Thoughts on Giving a Reading

Many years ago, when I was still new to the writing profession, I was put on programming at a DeepSouthCon.  I was flattered, nervous, excited — but mostly nervous.  In part, my anxiety stemmed from the fact that the programming committee, in addition to putting me on several panels, had given me a reading, and I had never done a public reading before.

I remember going to my wife and asking what she thought I should read — I had a book out and another on the way, and I knew that I should choose an early chapter from one of them, but I didn’t know which one.  Anyway, I asked my wife, “What should I read at the convention?”  And she looked at me, totally deadpan, and said, “Well, Guy Gavriel Kay has written some good stuff . . .”  Funny woman.

I bring this up because I am preparing to give a reading here in my little home town, and I’m not certain what to read.  More to the point, I have spoken to many young writers as they prepare for their first-ever readings, and I have seen in them the same fear and uncertainty I recall from that early convention.  And so I thought it might be helpful to share some thoughts on putting together a successful reading.

[Coordinate annotation records]
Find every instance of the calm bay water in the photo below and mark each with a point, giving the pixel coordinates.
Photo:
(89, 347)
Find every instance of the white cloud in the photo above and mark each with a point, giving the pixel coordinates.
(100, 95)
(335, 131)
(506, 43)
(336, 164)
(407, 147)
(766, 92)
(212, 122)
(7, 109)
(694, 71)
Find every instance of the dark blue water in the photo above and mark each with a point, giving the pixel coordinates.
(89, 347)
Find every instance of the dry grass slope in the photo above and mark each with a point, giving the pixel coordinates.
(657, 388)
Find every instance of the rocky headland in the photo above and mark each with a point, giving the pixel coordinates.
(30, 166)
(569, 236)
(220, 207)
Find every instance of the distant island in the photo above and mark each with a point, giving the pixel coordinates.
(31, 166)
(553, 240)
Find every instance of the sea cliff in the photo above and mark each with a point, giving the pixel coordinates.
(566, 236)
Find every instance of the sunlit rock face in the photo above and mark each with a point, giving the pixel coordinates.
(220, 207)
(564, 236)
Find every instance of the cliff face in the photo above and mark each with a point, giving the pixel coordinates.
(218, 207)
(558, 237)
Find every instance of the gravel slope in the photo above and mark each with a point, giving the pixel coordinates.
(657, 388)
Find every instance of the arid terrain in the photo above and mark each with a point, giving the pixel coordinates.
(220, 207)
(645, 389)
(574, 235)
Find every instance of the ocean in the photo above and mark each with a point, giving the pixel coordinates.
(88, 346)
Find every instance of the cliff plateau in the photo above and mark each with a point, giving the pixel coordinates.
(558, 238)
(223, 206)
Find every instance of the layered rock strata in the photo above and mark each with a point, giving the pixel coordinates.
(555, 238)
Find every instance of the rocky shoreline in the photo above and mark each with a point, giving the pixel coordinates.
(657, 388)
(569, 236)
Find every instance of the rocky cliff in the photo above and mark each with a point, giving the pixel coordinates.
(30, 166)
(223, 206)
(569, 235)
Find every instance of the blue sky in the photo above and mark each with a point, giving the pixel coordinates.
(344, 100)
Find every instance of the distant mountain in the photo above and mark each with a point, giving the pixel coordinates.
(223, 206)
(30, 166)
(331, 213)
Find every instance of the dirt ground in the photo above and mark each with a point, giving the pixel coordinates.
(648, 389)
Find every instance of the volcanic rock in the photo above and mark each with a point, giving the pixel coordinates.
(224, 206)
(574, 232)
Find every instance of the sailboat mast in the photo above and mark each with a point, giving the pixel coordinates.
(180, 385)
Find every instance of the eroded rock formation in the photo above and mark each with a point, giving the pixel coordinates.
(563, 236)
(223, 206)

---

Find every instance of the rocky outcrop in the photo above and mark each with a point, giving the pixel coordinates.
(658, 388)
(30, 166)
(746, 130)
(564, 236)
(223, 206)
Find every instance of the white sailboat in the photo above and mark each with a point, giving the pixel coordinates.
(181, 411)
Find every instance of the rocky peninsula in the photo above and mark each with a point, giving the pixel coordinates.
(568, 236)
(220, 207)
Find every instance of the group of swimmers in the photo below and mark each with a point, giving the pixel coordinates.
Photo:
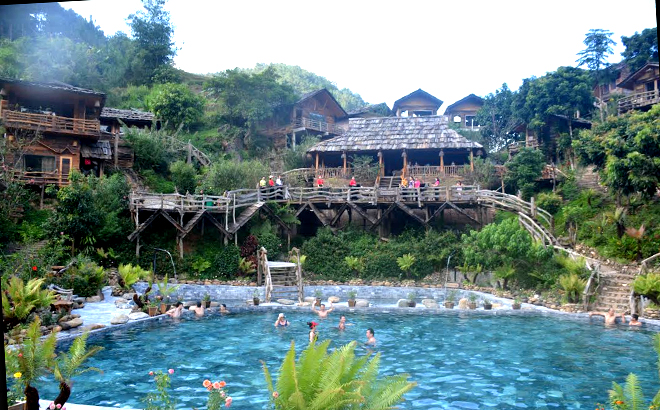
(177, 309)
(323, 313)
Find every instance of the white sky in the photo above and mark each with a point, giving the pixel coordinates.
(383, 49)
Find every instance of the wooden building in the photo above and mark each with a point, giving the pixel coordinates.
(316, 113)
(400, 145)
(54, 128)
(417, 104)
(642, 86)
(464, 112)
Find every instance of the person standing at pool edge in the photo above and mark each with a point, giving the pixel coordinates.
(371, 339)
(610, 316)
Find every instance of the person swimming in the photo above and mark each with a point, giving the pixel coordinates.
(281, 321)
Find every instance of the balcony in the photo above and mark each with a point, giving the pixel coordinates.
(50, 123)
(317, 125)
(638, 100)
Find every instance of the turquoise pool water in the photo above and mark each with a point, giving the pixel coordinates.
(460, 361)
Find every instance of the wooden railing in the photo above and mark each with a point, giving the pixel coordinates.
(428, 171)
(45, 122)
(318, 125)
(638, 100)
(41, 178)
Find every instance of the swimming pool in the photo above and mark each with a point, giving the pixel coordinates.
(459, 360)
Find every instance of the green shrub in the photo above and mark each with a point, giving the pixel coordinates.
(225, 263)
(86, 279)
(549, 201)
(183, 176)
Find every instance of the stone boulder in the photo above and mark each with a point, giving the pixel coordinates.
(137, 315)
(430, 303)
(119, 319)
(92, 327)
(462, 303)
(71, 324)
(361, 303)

INSTRUCTIONS:
a) Rewrite the paragraph of the essay on giving a reading that begins "I bring this up because" in two shorter sentences that keep its main facts.
b) Select every line of the records that contains the word "rocky", matching its case exactly.

RESULTS IN ORDER:
a) The writer is preparing to give a reading in a small home town and is unsure what to read. Having seen in many young writers facing their first readings the same fear and uncertainty felt at that early convention, the writer decided to share some thoughts on putting together a successful reading.

b)
Find every instance of the rocky headland in the photo above and mark each with a point, giving the pixel coordinates.
Find every instance of the rocky shoreline in the photo above and mark each with a point, giving the pixel coordinates.
Find every instance of the rocky cliff in the photo above and mark each with a point, giving the pixel coordinates.
Find every instance of the rocky outcrop in the photo above and mark each with a point, giving the pixel coordinates.
Find every instance of the rocky peninsula in the photo above and mark each with a point, giving the pixel coordinates.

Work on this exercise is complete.